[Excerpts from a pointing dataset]
# # #

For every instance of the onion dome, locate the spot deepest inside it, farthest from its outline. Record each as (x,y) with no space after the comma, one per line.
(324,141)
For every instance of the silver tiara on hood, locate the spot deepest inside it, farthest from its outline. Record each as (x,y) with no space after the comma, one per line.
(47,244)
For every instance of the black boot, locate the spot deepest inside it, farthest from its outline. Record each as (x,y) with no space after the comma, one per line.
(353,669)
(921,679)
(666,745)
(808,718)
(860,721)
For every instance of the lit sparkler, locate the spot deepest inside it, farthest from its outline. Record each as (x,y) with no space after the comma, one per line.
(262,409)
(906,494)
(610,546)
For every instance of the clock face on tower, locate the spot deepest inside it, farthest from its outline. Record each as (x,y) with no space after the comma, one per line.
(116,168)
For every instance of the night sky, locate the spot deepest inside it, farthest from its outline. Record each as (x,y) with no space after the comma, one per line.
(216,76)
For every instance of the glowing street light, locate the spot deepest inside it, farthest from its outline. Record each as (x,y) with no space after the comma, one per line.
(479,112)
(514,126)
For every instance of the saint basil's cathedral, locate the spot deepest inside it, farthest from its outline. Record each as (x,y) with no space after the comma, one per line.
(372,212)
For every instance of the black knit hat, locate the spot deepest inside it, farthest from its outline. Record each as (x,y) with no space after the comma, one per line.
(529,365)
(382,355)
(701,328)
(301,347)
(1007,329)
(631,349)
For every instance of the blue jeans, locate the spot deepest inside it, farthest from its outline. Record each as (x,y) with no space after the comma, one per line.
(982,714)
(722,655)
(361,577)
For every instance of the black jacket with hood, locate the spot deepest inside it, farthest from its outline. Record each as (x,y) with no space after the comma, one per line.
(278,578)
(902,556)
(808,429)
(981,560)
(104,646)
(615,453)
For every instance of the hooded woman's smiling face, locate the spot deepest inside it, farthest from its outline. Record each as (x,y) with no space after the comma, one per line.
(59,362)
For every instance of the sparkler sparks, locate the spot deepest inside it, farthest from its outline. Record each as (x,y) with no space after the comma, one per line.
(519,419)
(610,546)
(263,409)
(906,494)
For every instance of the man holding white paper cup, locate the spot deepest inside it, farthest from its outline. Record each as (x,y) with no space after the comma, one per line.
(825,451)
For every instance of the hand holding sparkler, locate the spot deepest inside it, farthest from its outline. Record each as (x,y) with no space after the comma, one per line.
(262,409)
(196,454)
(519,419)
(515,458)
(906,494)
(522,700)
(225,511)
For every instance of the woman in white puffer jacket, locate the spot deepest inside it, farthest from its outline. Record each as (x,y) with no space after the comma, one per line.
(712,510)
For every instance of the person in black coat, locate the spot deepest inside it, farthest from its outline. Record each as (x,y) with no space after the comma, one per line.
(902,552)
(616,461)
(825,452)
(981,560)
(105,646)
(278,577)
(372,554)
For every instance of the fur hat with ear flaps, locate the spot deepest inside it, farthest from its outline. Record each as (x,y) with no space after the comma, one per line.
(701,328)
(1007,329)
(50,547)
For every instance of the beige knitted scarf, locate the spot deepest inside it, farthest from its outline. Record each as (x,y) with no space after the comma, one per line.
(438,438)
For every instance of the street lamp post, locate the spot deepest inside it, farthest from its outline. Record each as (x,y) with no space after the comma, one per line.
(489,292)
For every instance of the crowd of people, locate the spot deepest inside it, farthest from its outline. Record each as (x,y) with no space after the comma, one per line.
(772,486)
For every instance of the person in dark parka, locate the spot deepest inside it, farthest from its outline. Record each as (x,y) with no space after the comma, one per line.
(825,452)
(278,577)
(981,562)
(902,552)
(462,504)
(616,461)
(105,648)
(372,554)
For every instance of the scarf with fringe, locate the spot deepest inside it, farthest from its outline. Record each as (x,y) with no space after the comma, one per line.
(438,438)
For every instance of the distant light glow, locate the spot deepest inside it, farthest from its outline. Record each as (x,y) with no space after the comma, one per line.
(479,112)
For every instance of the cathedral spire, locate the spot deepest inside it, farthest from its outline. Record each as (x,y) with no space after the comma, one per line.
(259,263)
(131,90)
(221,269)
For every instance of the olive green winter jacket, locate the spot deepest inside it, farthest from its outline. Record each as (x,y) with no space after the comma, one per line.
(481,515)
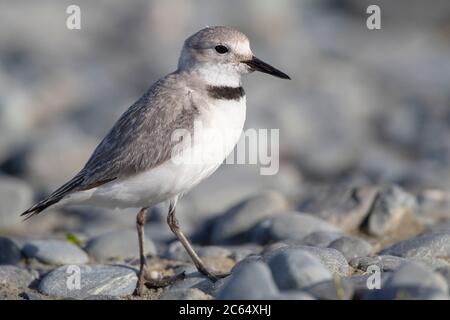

# # #

Please rewrite all of the rows above as a numbered list, with no blank lines and without the pictures.

### ANSWER TO THE PROBLEM
1. For every instance of the onion dome, locate the spot deepest inside it, farthest from its outline. Record each as (x,y) with no space after the comma, one per line.
2. (324,141)
3. For every instance of the silver tiara on hood, locate the spot deepest inside it, farthest from its outline. Record each as (x,y) with no space after the comma, one per line.
4. (47,244)
5. For every instance of the black boot, locate the spot deepest inside it, farthest from its outline. Record each as (x,y) with no space after the comma, one per line.
6. (353,669)
7. (921,679)
8. (666,745)
9. (808,718)
10. (860,721)
11. For every instance of the lit sparkler, locate the spot deepest inside it, farthest from its outline. Record each as (x,y) with no space after the comma, one per line.
12. (262,409)
13. (906,494)
14. (610,546)
15. For every instance of the clock face on tower, locate the spot deepest inside it, farthest from its outline. Record each as (x,y) with no space after the comma, one per line.
16. (116,168)
17. For every instance of the night sky, locate the spot deepest inside it, farthest from its outline. Record each as (x,y) with no space after the comma, one per line.
18. (216,76)
19. For every instance of the glowing street light, locate the spot deepest inside it, farthest from its outline. Record each as (x,y) with no space after the comma, one per line.
20. (479,112)
21. (514,126)
22. For every instance of the saint basil's cathedral, locate the spot deepest inside it, farthest from its outline. Record each as (x,y) with no space after the comma, one per line.
23. (372,212)
24. For every instance of the black knit hat, locate the spot deepest inside it, farthest from its outline. Record each as (x,y) with no space after the comma, one per line.
25. (529,365)
26. (382,355)
27. (701,328)
28. (301,347)
29. (1007,329)
30. (631,349)
31. For every instance of the blue jeans, locate the spot deepest inside it, farthest from its outline. Record each as (x,y) with no space after the comma, one per line.
32. (982,714)
33. (722,655)
34. (361,577)
35. For every instance of the black jacket with hood, locate the spot deepest inside it, farthest from its outline. Record each as (x,y) with no space after the comma, one per line.
36. (278,578)
37. (902,556)
38. (808,429)
39. (981,560)
40. (104,646)
41. (615,453)
42. For every instance of the hooded woman's smiling face, locate the spot deepest inside it, farthest from its outline. Record each as (x,y) with no space after the comma, one per line.
43. (59,362)
44. For every instance of the sparkler sparks, locate the spot deepest inside it, farthest from its outline. Record each as (x,y) with no space after the comma, one per line.
45. (519,419)
46. (610,546)
47. (263,409)
48. (906,494)
49. For every instance of the man holding white paper cup, locate the spot deepest inside it, farthest from its outline. Record each as (x,y) with no space after the comma, one per line.
50. (825,451)
51. For every instance of the hand holding sparkler, locate the spot deepest inside it, farthest from its outline. Record each as (x,y) with no space after the comma, one per line.
52. (262,409)
53. (196,454)
54. (519,419)
55. (515,458)
56. (906,494)
57. (522,700)
58. (225,511)
59. For every instance of the woman in white puffer jacket, locate the spot deepest inside it, farthest from its outline. Record each as (x,y) with no space after the comma, one per line.
60. (712,510)
61. For every instance of the person in black coat, locate the spot deepest inside it, farthest from its outline. Record each as (x,y) with no space after the comma, one per line.
62. (902,552)
63. (616,461)
64. (825,452)
65. (981,560)
66. (105,646)
67. (278,577)
68. (372,554)
69. For every instance of the fur hat with ear flaps, locate the spot deepest inside it, farthest from its outline. Record each as (x,y) with no space after the comma, one per line.
70. (701,328)
71. (1007,329)
72. (50,547)
73. For every instance of the beige knitted scarf, locate the spot deepest inside it, farthest from its outline. Record each as (x,y) with no space after the comma, one per line.
74. (438,438)
75. For every instance of the street lamp post, locate the spot deepest inside it, farthest from its outline. Record each as (x,y) with no space after the comma, one per line.
76. (489,292)
77. For every instance of the crowd of people, locate the spot deepest inside it, farthest from its outline. Record each as (x,y) with no space after the comma, one per line.
78. (772,486)
79. For every instance of the person in dark parka, locate the spot deepest inside it, farthest from its outline. Record each as (x,y) with no space after the comma, one per line.
80. (825,452)
81. (278,577)
82. (981,562)
83. (902,552)
84. (462,504)
85. (616,461)
86. (105,648)
87. (372,554)
88. For every instance of the scarf with fringe, locate the spot deepest inside it, farthest from its outline. Record each as (x,y) with no space after the comma, one per line.
89. (438,438)
90. For every instance of the distant light glow, locate the spot deepest inside it, farthest from its outline. Record each as (x,y) with no space after the comma, one per line.
91. (479,112)
92. For every instance of the cathedral spire, locate the spot deepest inside it, farthest from its outline. Record each as (x,y) with no space after the comma, one per line.
93. (259,263)
94. (131,90)
95. (221,269)
96. For every instance of the olive green winter jacket, locate the spot deepest inside it, farthest from its outline. Record each as (x,y) with no space after the comma, one per line.
97. (481,515)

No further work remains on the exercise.